§ Instructions for the task
Rescale the lines between the one holding "Each instance of the teal" and the one holding "[(75, 155)]", inclusive, and give only those lines. Reproduce each one, requests included, but multiply every pixel coordinate in the answers by 1.85 and round to the nearest whole number, with halves rounding up.

§ Exercise inputs
────────────────────
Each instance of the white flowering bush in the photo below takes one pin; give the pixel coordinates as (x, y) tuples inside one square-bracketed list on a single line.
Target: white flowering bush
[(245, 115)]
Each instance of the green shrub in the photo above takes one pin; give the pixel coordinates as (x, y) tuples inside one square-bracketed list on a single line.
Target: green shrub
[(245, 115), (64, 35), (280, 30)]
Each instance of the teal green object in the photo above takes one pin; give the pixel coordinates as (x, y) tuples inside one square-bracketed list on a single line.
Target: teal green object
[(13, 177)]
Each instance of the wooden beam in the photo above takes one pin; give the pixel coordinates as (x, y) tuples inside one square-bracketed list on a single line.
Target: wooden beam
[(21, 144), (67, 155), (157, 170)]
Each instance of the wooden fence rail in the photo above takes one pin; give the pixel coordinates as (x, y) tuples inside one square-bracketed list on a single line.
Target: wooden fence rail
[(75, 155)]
────────────────────
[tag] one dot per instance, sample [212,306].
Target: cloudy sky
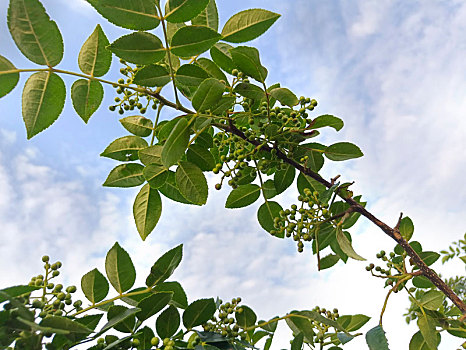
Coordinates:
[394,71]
────────────────────
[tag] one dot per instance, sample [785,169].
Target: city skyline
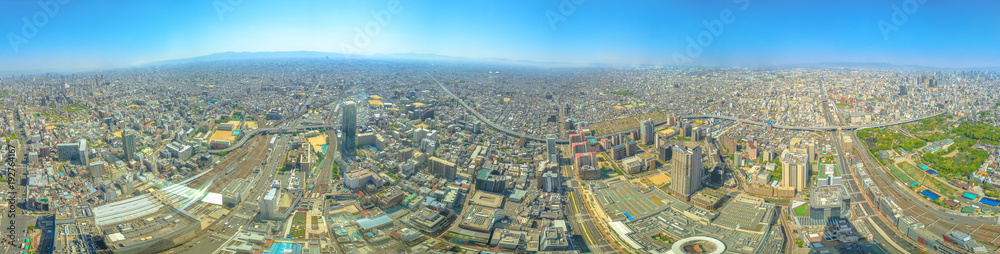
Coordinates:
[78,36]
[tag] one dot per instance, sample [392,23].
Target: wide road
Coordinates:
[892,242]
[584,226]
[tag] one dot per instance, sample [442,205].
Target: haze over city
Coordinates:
────────────────────
§ Answer below
Each instance of the teal green object in the photo above takes one pin; give the pixel coordinates as (x, y) tuples inside one square-bracketed list on a single line.
Target: teal green object
[(24, 327)]
Each instance of the wooden beam in the photo above takes one pin; give the pixel coordinates as (x, y) tuples inside one square-bracketed list on a single line.
Target: wooden beam
[(39, 266), (124, 287), (290, 315)]
Each instance of the wooden fence rail in the photo above takes one pin; give the pixel coordinates as (x, y) tuples inside one square-bracketed list on a single line.
Target: wooden fence rail
[(139, 287)]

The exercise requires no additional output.